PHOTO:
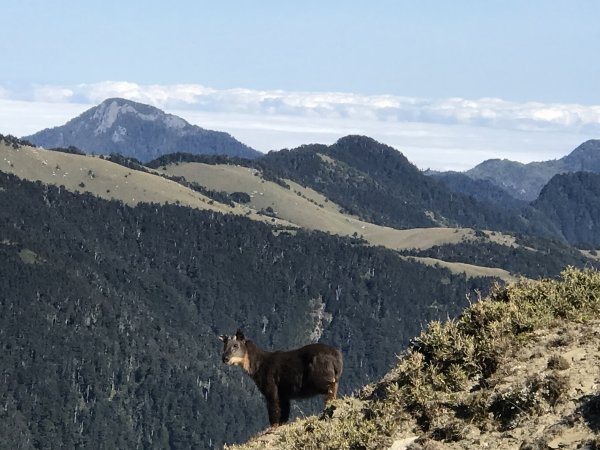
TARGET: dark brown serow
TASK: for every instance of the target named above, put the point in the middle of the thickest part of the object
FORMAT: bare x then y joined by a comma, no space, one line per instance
311,370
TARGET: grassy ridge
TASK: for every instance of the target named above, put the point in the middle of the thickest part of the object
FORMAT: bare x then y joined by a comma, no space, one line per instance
442,385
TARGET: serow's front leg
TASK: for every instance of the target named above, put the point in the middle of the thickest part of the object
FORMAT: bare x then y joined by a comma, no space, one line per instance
273,408
284,405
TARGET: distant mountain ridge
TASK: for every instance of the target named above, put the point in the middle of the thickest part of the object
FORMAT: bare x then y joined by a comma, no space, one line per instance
525,181
139,131
377,183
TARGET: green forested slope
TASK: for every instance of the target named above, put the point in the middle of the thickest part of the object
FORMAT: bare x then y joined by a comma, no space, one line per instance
109,316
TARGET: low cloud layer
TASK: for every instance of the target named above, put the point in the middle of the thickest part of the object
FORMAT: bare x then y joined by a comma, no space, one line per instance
452,133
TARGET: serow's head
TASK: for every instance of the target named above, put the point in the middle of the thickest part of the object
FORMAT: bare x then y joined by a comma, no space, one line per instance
234,349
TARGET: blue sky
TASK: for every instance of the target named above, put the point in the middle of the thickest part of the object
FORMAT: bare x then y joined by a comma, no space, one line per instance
447,83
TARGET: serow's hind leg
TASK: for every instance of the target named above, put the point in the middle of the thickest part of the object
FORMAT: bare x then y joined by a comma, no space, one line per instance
331,392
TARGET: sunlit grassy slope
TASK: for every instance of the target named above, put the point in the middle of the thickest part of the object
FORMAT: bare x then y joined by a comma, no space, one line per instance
518,369
104,179
296,206
310,209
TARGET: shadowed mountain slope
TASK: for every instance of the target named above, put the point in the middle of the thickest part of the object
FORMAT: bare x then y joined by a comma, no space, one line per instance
139,131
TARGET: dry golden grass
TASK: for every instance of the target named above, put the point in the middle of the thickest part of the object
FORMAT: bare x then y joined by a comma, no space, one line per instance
78,173
467,381
309,209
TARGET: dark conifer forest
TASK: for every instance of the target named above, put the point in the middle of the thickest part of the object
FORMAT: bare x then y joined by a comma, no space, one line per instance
109,316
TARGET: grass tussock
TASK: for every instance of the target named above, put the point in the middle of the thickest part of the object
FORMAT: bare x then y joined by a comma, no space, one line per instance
443,382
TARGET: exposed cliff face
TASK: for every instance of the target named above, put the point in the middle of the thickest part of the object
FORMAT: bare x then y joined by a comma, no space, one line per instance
519,369
139,131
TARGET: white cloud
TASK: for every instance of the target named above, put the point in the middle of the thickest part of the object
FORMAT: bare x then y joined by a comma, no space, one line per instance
452,133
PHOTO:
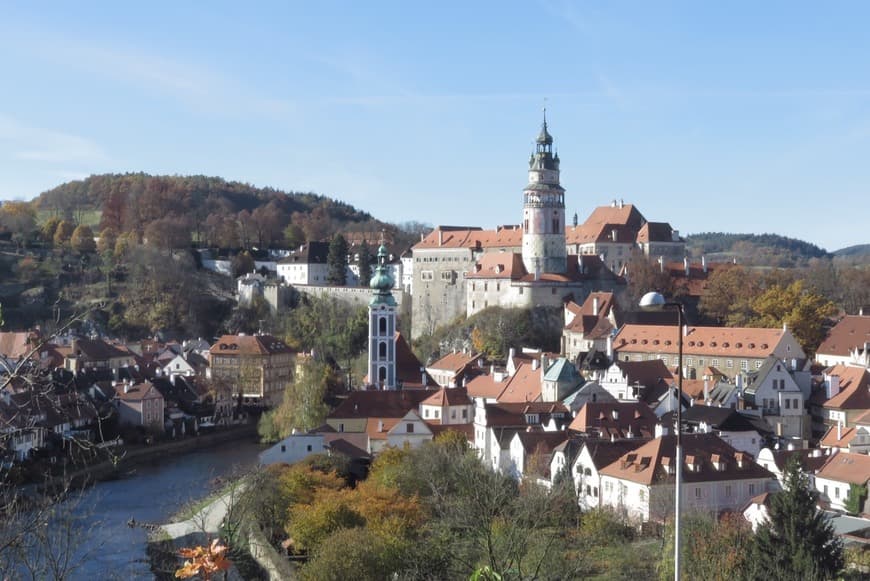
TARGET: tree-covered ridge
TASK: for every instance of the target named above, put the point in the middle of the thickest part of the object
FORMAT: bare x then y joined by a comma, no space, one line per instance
755,249
207,210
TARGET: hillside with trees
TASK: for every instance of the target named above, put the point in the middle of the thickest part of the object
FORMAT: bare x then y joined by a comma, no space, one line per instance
205,211
753,249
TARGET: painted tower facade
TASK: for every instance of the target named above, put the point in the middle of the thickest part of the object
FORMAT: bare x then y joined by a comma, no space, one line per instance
382,326
544,249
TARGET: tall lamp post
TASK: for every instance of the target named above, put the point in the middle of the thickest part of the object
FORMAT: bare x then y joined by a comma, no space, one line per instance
654,301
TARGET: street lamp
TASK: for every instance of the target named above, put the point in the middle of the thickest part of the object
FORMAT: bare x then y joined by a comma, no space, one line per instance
654,301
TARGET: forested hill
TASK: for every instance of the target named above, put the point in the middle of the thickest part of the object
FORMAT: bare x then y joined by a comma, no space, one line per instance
205,206
754,249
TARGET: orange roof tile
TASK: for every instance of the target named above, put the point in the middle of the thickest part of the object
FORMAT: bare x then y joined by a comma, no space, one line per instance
722,341
852,331
846,467
854,388
523,386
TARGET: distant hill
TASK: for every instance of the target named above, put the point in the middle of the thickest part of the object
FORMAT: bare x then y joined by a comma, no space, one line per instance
754,249
205,206
858,254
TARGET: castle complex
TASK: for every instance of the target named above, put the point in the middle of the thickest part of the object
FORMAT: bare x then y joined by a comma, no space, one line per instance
463,270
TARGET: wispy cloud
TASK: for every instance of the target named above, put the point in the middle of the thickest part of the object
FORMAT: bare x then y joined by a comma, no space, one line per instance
23,142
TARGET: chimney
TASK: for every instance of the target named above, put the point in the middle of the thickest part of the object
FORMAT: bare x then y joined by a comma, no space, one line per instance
832,385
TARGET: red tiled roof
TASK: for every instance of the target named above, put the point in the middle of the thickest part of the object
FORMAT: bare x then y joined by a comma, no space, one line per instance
454,362
646,465
472,237
499,265
249,345
448,397
523,386
617,419
852,331
846,467
485,386
380,404
721,341
854,388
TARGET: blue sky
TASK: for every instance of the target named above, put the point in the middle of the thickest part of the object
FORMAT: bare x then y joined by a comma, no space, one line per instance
713,116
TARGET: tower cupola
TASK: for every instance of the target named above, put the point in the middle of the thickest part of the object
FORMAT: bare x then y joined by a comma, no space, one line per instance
544,248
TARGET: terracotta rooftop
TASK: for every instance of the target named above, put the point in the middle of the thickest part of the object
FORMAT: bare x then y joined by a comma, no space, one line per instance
249,345
711,341
448,397
648,464
615,420
380,404
852,331
854,388
454,362
846,467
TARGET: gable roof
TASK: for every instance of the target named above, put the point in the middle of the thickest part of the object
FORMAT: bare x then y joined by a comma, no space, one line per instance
852,331
854,388
647,464
499,265
846,467
379,404
249,345
454,362
726,419
715,341
448,397
615,420
523,386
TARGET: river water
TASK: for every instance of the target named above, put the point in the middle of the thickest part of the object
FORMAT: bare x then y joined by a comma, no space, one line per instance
152,493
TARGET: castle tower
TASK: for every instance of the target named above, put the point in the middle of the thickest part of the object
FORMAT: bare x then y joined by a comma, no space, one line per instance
382,326
544,248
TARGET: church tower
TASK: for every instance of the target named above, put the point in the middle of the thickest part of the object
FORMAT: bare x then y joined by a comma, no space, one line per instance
382,326
544,210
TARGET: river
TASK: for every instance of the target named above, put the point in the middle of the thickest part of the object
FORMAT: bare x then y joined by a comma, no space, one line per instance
152,493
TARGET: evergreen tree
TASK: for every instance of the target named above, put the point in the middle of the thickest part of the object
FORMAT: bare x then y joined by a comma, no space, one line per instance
797,541
365,264
336,261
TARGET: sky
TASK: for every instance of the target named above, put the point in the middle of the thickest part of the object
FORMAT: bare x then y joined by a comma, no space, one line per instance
747,117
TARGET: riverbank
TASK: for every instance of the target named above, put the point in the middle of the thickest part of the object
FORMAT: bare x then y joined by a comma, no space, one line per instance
133,457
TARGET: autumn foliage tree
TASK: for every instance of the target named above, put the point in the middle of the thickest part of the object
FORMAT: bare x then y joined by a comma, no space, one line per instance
805,312
82,240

> _Instructions for the task_
Give back every line of the records above, word for word, with the pictures left out.

> _Answer to the task_
PHOTO:
TARGET: dark brown serow
TASK: for every instance of the target named above, put the point in the middle of the thickest part of the object
FORMAT: bare x then y joined by a comma, no space, one line per instance
311,370
TARGET: grassy ridge
TASK: for every instance of the target named above, put the point in the middle of the thickest part of the object
FORMAT: bare x then y joined by a comma, no space, one line per instance
442,385
TARGET: serow's front leg
TASK: for every instance of the target named above, put the point in the middle of the thickest part of the object
FORMAT: bare x then y joined by a comma, no space, one line per instance
273,408
284,405
TARGET: distant mountain ridge
TASK: for every instance of the target named above, put the point in the middle of the thickest part of the object
FORMAT: bare x then y joined by a comma, no space, one line per instance
525,181
139,131
377,183
TARGET: green forested slope
TASK: for every instance of the target named above, put the point in the middle of the thickest part of the object
FORMAT: bare x then y joined by a comma, no space, one line per instance
109,316
TARGET: low cloud layer
TASK: for every instance of the target named above, put the point in the middle of the thickest part of the object
FORMAT: bare x then y joined by a comma, no space, one line per instance
452,133
TARGET: serow's head
TASK: for every instance of the target named above, put the point in the middle of the thickest part of the object
FORMAT: bare x then y joined by a comma, no space, one line per instance
234,349
TARGET: blue sky
TASK: for every instance of the target named above, put the point in the middle of the thickest part of the object
FORMAT: bare x then y joined by a comma, no space, one line per instance
447,83
TARGET: serow's hind leg
TASK: for every instance of the target named above, put the point in the middle of the thickest part of the object
FORMAT: bare x then y joined by a comma, no space, one line per instance
331,392
TARGET: sunlit grassy slope
TASK: for every instance of the target named above, put the point in the middle of the thickest part of the object
FORMAT: bare x then y joined by a comma, no space, one line per instance
518,369
104,179
296,206
310,209
TARGET: shadowed mountain slope
TASK: for every instance of the target named above, put the point in the middle of the thickest part of the object
FORMAT: bare x then y joined by a comma, no space, one line per instance
139,131
TARGET: dry golden grass
TASK: for every instance of the target named above, put the point in the middle of the thickest part of the object
FORMAT: bare x then y joined by a comma, no space, one line per instance
78,173
467,381
309,209
TARGET: dark conifer forest
TASK: for every instance of the target named above, put the point in the middle of the thickest part of the object
FORMAT: bare x then y joined by a comma, no space, one line per instance
109,316
TARGET: grass tussock
TASK: for every instance of the target named above, put the point in the middle of the thickest part of the object
FORMAT: bare x then y joined by a comma, no space, one line per instance
443,382
TARGET: exposed cliff face
TASK: for every instance of the target named above, put the point in the middle of the thickest part of the object
FORMAT: bare x then y joined by a comma, no space, one line per instance
519,369
139,131
TARGET: white cloud
TASK: for every instance of the target named above, put the point in the middle of the thickest part of the object
FORMAT: bare x then y joined by a comma, no space, one line per instance
452,133
PHOTO:
TARGET: tree-covered ridge
TASK: for every instance of the target named above, put the point in the middle of the thickest part of the object
FORMAT: bare x then y joined by a comma, no space, one line per instance
755,249
207,210
TARGET: hillside with trees
TASK: for every instance of the target named above, put the point in the middle of the thickest part of the object
FORMAT: bare x then y joined by a comma, no space, one line per instance
205,211
753,249
TARGET: painted tower facade
TASK: for every instance of the target named above, put the point in the middle of the thickest part of the object
FORMAT: bare x then y joined by a comma, no space, one line per instance
382,326
544,249
TARGET: tall lamp post
TASK: for every instance of the target named above, put the point in the middle of the thickest part of the object
FORMAT: bare x then y joined by a comma, no space, one line per instance
654,301
TARGET: street lamp
TASK: for every instance of the target named above, put the point in the middle of the thickest part of the object
FORMAT: bare x then y joined by a comma, no space, one line per instance
654,301
TARGET: forested hill
TASK: for every instance of the target named above, put the point in the middle of the thickest part of the object
FORMAT: bare x then y joined by a comma, no space, one line per instance
205,206
754,249
TARGET: orange roof tile
TASK: for every instance of the target named above, put the point in the middle of the thickest part of the object
FORMAT: bare x then y joined by a comma, no space, one line per instance
722,341
852,331
846,467
854,388
523,386
TARGET: distant hill
TASK: for every instance of the target named above, put the point in the middle of the thickest part of the object
FORMAT: bare x then y joined by a comma, no space, one line per instance
754,249
205,206
858,254
TARGET: castle complex
TASK: for every instance of the target named above, put the point in the middle of the thickest part of the object
FORMAT: bare x then y joined by a comma, no space, one line per instance
463,270
TARGET: wispy cloud
TASK: for every instance of the target named above, put the point in the middle of the thickest part of the object
FORMAT: bare x then y joined by a comma, no space, one line per instance
23,142
TARGET: chimney
TASK: for every instance of the target named above, put the point in the middle of the thickest part of the object
FORMAT: bare x then y joined by a comma, no space, one line per instance
832,385
TARGET: red tiled roof
TASK: for every instance of the target named above, put the point in the middle of the thickest part of the object
FORMAT: bare x then y joined by a comma, no space, one line per instance
454,362
646,465
472,237
499,265
249,345
448,397
523,386
617,419
852,331
846,467
485,386
380,404
721,341
854,388
TARGET: blue sky
TASK: for every instance of the target named above, put the point in the middle of the thickest part of the object
FORMAT: bare x then y joined by a comma, no space, one line per instance
713,116
TARGET: tower cupola
TASK: for every instance of the target named above, put the point in the middle of the thickest part of the object
FORMAT: bare x then y joined by a comma, no space, one line per instance
544,248
TARGET: terracotta rooftop
TASK: for every instance of the target named above, put the point in the middle of the thickest part of the object
FORMAT: bare x then y joined by a comma, no space, one line per instance
249,345
711,341
448,397
648,464
615,420
380,404
852,331
854,388
454,362
846,467
TARGET: gable roof
TASK: for every instance of the target named above, put the point in the middle of the thickest part of the object
FORMAT: bare x then y joined by a comma, no space, one line per instance
852,331
854,388
647,464
499,265
846,467
379,404
249,345
454,362
726,419
715,341
448,397
615,420
523,386
TARGET: river water
TASK: for every instance of the target named above, put the point in the middle of the thickest part of the object
FORMAT: bare x then y joined by a comma, no space, one line per instance
152,493
TARGET: castle tower
TASK: for every instance of the target named above, put the point in the middle of the thickest part of the object
FORMAT: bare x then y joined by a comma, no space, one line per instance
382,326
544,248
TARGET: church tower
TASK: for every instance of the target named above, put the point in the middle of the thickest part of the object
FORMAT: bare x then y joined by a comma, no space, one line per instance
382,326
544,210
TARGET: river
TASK: for every instance of the target named above, put the point in the middle of the thickest part of the object
FORMAT: bare x then y joined by a comma, no space, one line per instance
152,493
TARGET: evergreen tree
TASK: for every instance of the target named above, put the point in the middle of the thickest part of the object
FORMAT: bare x then y joined by a comma, no space, one line per instance
797,541
365,264
336,261
TARGET: sky
TASK: for every instance of the target named above, put the point in the middle of the thickest part of the object
FORMAT: bare x then y joined by a comma, no space, one line per instance
747,117
TARGET: riverbank
TASK: for every instance of the target named above, put the point in the middle of the thickest part of the object
FORMAT: bare x then y joined by a comma, no space, one line per instance
133,457
TARGET: autumn foliage tree
TASK: for every instance of the target named above, put the point in the middle of the thickest part of the object
FORMAT: bare x then y joined by a comma, no space, one line per instance
805,312
82,240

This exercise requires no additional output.